* START Passage given *

Courts have found bifurcation proper "when resolution of a single claim or issue could be dispositive of the entire case." Clark v. I.R.S., 772 F. Supp. 2d 1265, 1269 (D. Haw. 2009) (citing Drennan v. Maryland Cas. Co., 366 F. Supp. 2d 1002, 1007 (D. Nev. 2005)). Conversely, courts have found bifurcation improper "where the issues are so intertwined that separating them would 'tend to create confusion and uncertainty.'" Id. (citing Miller v. Fairchild Indus., Inc., 885 F.2d 498, 511 (9th Cir. 1989)). The Ninth Circuit has clearly articulated that Rule 42(b) "gives courts the authority to separate trials into liability and damage phases." Estate of Diaz v. City of Anaheim, 840 F.3d 592, 601 (9th Cir. 2016), cert. denied, 137 S. Ct. 2098 (2017) (citing De Anda v. City of Long Beach, 7 F.3d 1418, 1421 (9th Cir. 1993)). "The party seeking bifurcation bears the burden of establishing that bifurcation will promote judicial economy or avoid inconvenience or prejudice to the parties." Reed, 2017 WL 6940519, at *2 (internal quotations omitted).

III. ANALYSIS

Defendant seeks to bifurcate discovery into separate phases for liability and damages on the bases that its defenses will eliminate or reduce the scope of discovery, liability discovery is distinct and separate from damages discovery, it will face a substantial burden if damages discovery proceeds, and Plaintiff will not be prejudiced by bifurcation. (See generally ECF No. 137-1.) In opposition, Plaintiff asserts bifurcation is disfavored (as it requires a showing of particularized and specific harm), there are no exceptional circumstances to warrant bifurcation, Defendant fails to show a clear possibility of prevailing on its defenses, and bifurcation would prejudice Plaintiff. (See ECF No. 144.) The Court will consider the parties' arguments in its evaluation of the factors of "convenience [to] the parties and the court," "avoid[ing] prejudice," and "minimiz[ing] expense and delay." Moreno, 2013 WL 12123988, at *2. /// ///

A. Convenience

i. Possible Reduction or Elimination of Damages Discovery

Defendant argues its defenses are likely to reduce or eliminate the need for damages discovery and cites a litany of case law for its proposition that "complex liability issues" in the instant case "should be resolved before the parties are forced to engage in burdensome and costly damages discovery that may be drastically curtailed or rendered unnecessary." (ECF No. 137-1 at 9-10.) Defendant maintains Plaintiff cannot prove infringement and evaluates the merits of its own affirmative defenses. (Id. at 10-19.)

* END Passage given *
* START Raw data *

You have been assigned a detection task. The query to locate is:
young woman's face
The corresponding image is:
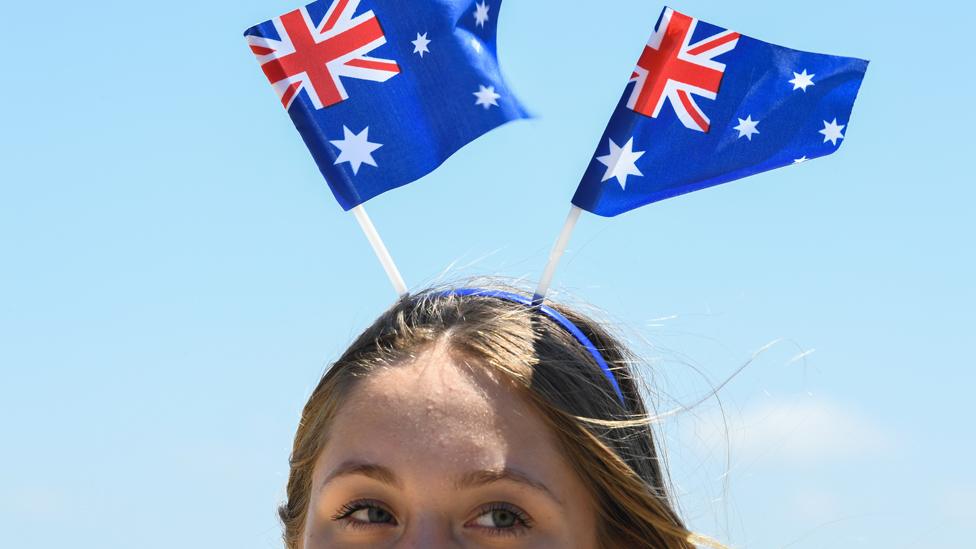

* END Raw data *

» Objective: Write the next part of the court's order on bifurcating discovery, beginning after its last sentence.

» Solved problem:
In response, Plaintiff contends there are no exceptional circumstances to warrant bifurcation, as "[c]ourts routinely reject the argument that a future dispositive motion is sufficient grounds to bifurcate damages discovery." (ECF No. 144 at 8.) Plaintiff asserts each case cited by Defendant "can be distinguished on their facts because they involve exceptional circumstances which are not at issue in this case." (Id. at 9.) Plaintiff proceeds to note Defendant "fails to show a clear possibility of prevailing on its defenses" and also evaluates the merits of Defendant's defenses. (Id. at 12-23.)

The Court notes at the outset that a considerable portion of both parties' briefings address the merits of Defendant's defenses and whether or not they are likely to reduce or eliminate damages discovery. (See ECF No. 137-1 at 10-19; see also ECF No. 144 at 12-23.) Such a discussion is improper in a Rule 42(b) analysis to evaluate whether or not to grant a motion to bifurcate discovery and therefore the Court declines to address the merits of those defenses at this juncture. Indeed, none of the relevant case law relied upon by the parties engages in such a discussion on the merits. See, e.g., Moreno, 2013 WL 12123988, at *1-3; AVIA Group Intern., Inc. v. Nike, Inc., No. 91-326-JU, 1991 WL 340569 (D. Or. Nov. 21, 1991); Giro Sport Design Inc. v. Pro-Tec Inc., No. C-88-20228-RPA, 1989 WL 418774 (N.D. Cal. Mar. 16, 1989); Brooks v. Motsenbocker Advanced Developments, Inc., No. 07cv773 BTM (NLS), 2008 WL 698470 (S.D. Cal. Mar. 14, 2008); Pirelli Armstrong Tire Corp. Retiree Med. Benefits Tr. v. Stumpf, No. C 11-2369 SI, 2012 WL 12920191 (N.D. Cal. May 17, 2012); Copper Innovations Grp., LLC v. Nintendo Co., Ltd., No. 07-1752, 2008 WL 11341318 (W.D. Pa. Sept. 12, 2008).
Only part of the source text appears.